→ Aim:
Leave out any pictures and transcribe all other data below exactly.

→ Information supplied:
---

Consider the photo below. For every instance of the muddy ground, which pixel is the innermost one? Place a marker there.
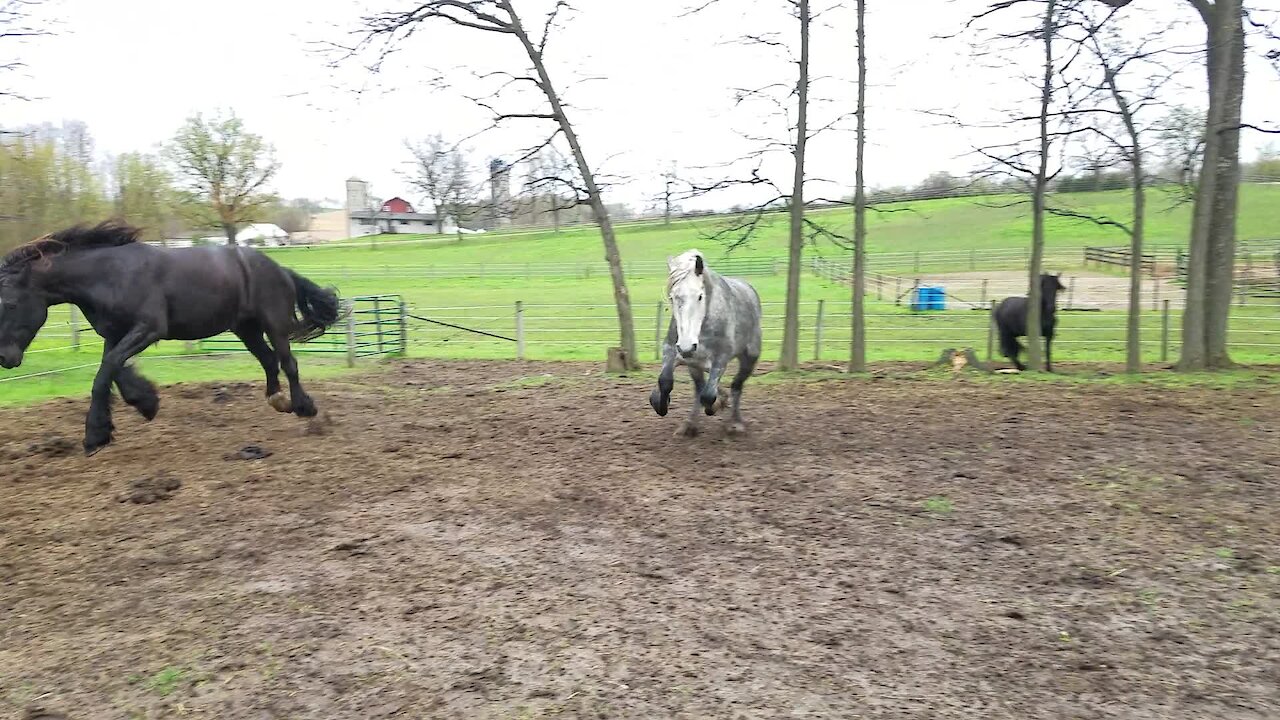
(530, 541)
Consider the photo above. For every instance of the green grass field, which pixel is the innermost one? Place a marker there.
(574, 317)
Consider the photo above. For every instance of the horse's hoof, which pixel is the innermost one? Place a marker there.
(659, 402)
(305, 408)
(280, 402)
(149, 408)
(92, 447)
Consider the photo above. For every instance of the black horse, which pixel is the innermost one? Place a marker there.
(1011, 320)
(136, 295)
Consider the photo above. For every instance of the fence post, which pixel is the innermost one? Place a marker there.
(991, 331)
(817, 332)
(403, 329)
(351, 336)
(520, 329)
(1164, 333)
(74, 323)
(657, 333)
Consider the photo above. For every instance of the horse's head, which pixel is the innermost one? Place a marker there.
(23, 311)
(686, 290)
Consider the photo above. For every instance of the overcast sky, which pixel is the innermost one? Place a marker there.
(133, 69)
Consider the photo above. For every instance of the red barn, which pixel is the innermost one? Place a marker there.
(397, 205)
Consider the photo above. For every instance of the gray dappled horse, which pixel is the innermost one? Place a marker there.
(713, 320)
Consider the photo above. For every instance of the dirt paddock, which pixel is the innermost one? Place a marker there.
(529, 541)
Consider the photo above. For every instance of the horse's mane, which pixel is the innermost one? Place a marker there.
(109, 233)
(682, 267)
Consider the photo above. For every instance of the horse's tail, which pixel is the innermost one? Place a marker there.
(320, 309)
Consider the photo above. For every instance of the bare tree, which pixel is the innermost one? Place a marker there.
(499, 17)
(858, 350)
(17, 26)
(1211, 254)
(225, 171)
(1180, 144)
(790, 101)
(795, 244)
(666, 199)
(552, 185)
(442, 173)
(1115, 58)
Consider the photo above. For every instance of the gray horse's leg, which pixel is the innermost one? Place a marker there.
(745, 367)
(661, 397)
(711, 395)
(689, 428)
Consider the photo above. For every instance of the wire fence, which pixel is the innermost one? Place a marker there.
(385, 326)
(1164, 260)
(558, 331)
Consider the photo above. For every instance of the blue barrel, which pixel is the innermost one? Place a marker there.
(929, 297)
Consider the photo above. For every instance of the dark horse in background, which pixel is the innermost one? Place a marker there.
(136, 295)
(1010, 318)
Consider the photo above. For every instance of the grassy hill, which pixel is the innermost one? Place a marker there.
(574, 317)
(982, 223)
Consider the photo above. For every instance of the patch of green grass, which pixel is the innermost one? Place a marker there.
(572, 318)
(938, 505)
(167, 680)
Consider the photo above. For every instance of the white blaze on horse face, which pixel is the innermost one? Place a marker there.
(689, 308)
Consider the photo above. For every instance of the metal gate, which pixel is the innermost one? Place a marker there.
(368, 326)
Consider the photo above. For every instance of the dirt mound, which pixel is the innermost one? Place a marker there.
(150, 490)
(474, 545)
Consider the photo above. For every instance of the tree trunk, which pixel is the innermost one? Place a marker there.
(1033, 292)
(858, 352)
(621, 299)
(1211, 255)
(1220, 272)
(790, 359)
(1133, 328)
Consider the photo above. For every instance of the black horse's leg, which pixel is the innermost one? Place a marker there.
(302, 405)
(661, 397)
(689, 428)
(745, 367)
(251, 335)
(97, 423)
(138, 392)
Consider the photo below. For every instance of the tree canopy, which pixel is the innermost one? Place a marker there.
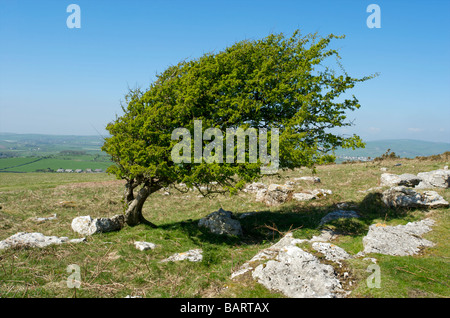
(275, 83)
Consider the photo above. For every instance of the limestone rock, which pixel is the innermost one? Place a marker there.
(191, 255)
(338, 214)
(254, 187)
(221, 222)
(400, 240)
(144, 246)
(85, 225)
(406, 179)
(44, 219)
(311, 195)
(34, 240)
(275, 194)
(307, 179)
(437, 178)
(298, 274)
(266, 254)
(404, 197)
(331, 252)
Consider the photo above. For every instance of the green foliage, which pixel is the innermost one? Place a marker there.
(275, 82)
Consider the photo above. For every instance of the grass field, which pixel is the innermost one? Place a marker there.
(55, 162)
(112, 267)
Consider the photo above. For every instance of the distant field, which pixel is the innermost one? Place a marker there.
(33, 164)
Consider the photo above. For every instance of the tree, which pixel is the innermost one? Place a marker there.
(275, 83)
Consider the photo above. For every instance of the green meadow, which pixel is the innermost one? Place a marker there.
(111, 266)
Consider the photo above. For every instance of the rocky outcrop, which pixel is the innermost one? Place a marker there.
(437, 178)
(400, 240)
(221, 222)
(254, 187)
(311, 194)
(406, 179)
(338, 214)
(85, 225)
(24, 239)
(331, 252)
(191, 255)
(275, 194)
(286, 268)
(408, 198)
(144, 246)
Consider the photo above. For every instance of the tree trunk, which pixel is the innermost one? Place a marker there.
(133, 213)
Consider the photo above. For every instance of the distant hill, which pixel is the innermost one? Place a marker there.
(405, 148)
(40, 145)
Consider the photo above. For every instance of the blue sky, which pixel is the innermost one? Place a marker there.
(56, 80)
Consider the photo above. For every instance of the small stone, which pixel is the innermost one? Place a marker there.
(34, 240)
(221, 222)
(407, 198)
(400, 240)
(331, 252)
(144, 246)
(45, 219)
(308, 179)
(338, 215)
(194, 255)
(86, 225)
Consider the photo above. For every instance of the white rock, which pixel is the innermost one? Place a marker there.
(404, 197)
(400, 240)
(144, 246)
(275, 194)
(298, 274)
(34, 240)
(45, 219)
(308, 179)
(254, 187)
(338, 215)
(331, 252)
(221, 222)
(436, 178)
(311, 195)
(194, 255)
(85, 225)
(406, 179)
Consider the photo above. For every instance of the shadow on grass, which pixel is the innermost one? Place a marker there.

---

→ The response:
Consider the photo below. For every instance of the muddy ground, which pixel is the innermost one? Place a marker there.
(530, 541)
Consider the photo above. For every instance of the green grass field, which pixel is the innermost one? Place a marker there.
(574, 317)
Consider the photo above. For every instance of the horse's hoof, which pixel is the innermost one? Place a marker there.
(659, 402)
(305, 408)
(280, 402)
(149, 408)
(92, 447)
Consider the photo above. For every instance of the black horse, which pixel is the innermost one? Place a marker there.
(1011, 320)
(136, 295)
Consider the photo above. For every instance of the fence post, which pixel is the innermost one? Place a marker there.
(991, 331)
(817, 332)
(403, 329)
(351, 336)
(520, 329)
(1164, 333)
(74, 323)
(657, 333)
Consider the photo above. For every instance of the horse's head, which pixel is the innermost one? Place a marker there.
(23, 311)
(686, 290)
Consider the photo above. For every instance of the overcast sky, which pixel is the innermost one? Place a marker there.
(133, 69)
Consider the photo above. For every instance of the red barn, which pixel is the innermost one? Place a marker there.
(397, 205)
Consider the photo above. For every instance of the gray dappled horse, which pixel is the innermost one? Place a marker there.
(713, 320)
Consider the photo above. For every instance of the dirt paddock, which pixel is the innermost one? Place a marker there.
(529, 541)
Consider the photo above. For every instance of the horse's mane, which pixel is the innermost one? Place a marker there.
(109, 233)
(682, 267)
Consider the photo above. For every instance of the horse's tail, which pixel is the innermost one? Place a marker there.
(320, 309)
Consider the photo above. For every instance of the bare tree, which pixel is the innermost one? Place a marker there.
(499, 17)
(858, 350)
(17, 26)
(1211, 254)
(225, 171)
(1180, 144)
(790, 101)
(795, 244)
(666, 199)
(552, 185)
(442, 173)
(1115, 58)
Consider the photo above. For every instance of the gray horse's leg, which pixel is the innermost one? Place a marker there.
(745, 367)
(661, 397)
(711, 395)
(689, 428)
Consider the photo above. For every instance of the wire fence, which pixel is the innermost one? Place a marker there.
(385, 326)
(1164, 260)
(558, 331)
Consider the photo above. For every instance of the blue barrel, which pixel is the innermost one? Place a marker there.
(929, 297)
Consider the photo above. For every instance of the dark horse in background, which pixel is the innermost one? Place a marker there.
(136, 295)
(1010, 318)
Consider the photo above. For every instance of the grassy hill, which pixel is the innermost one? Place a marker there.
(574, 317)
(982, 223)
Consider the photo above. For every instance of the patch of green grass, which pixel is the innermost one? Place a marker there.
(572, 318)
(938, 505)
(167, 680)
Consider the photo above. For every instance of the white blaze on horse face, which pixel is the innermost one? Place a marker there.
(689, 308)
Consider the photo above. For every instance of the metal gate, which pixel is the innermost one? Place a marker there.
(368, 326)
Consider the photo above. For every instance of the dirt mound, which pixel is the innermost one? Place a marker there.
(150, 490)
(474, 545)
Consider the photo above. For every instance of the tree trunk, which pixel is the innermost one? Place a marker there.
(1033, 292)
(858, 352)
(621, 299)
(1211, 255)
(1220, 272)
(790, 359)
(1133, 328)
Consider the photo above. For every instance of the black horse's leg, which pixel is the innermost one? Place a marker there.
(302, 405)
(661, 397)
(689, 428)
(745, 367)
(251, 335)
(97, 423)
(138, 392)
Consider the photo below. For every instance of the tree canopy, which pixel is the innermost one? Place a marker there.
(275, 83)
Consider the photo above. For every instance of the limestone rock, which pixel is the innermost one? Place a marker there.
(191, 255)
(338, 214)
(254, 187)
(221, 222)
(400, 240)
(144, 246)
(85, 225)
(406, 179)
(44, 219)
(311, 195)
(34, 240)
(275, 194)
(307, 179)
(437, 178)
(298, 274)
(266, 254)
(404, 197)
(331, 252)
Consider the photo above. For every instance of the green foliage, which pixel is the innermost one? Place a marker there.
(275, 82)
Consider the photo above. For every instance of the grass field, which pixel is the innermost one? Place a marker there.
(55, 162)
(112, 267)
Consider the photo above. For every instance of the distant field, which pixel is the innermost one? Place a marker there.
(33, 164)
Consider the photo above. For every instance of the tree, which pixel is the innermost one? Place a marker there.
(275, 83)
Consider the photo above. For every instance of the green meadow, which pixel is the innermost one? Place a marker there.
(111, 266)
Consider the photo above. For every instance of the rocky outcrop, which pixel is the innermost one? Place a marker there.
(437, 178)
(400, 240)
(221, 222)
(254, 187)
(311, 194)
(406, 179)
(338, 214)
(85, 225)
(24, 239)
(331, 252)
(191, 255)
(275, 194)
(286, 268)
(408, 198)
(144, 246)
Consider the photo above. For every instance of the tree trunk, which pixel is the innermost one? Place a marker there.
(133, 213)
Consider the photo above. For every instance of the distant hill, which pixel is the innermost one? Place a marker there.
(405, 148)
(40, 145)
Consider the photo above. For every instance of the blue sky, which pixel is the innermost one? Place a marker there.
(56, 80)
Consider the photo above. For every instance of the small stone, which pixel is the innermost one? Place a marker there.
(34, 240)
(221, 222)
(407, 198)
(400, 240)
(331, 252)
(144, 246)
(45, 219)
(308, 179)
(338, 215)
(194, 255)
(86, 225)
Consider the photo above. For every instance of the white rock, which pixel is the innermost one? Place a marker there.
(404, 197)
(400, 240)
(144, 246)
(275, 194)
(298, 274)
(34, 240)
(45, 219)
(308, 179)
(254, 187)
(338, 215)
(331, 252)
(221, 222)
(436, 178)
(311, 195)
(194, 255)
(85, 225)
(406, 179)
Consider the photo above. For every instance of the shadow on grass, which pixel is the innermost one? Place a marker there.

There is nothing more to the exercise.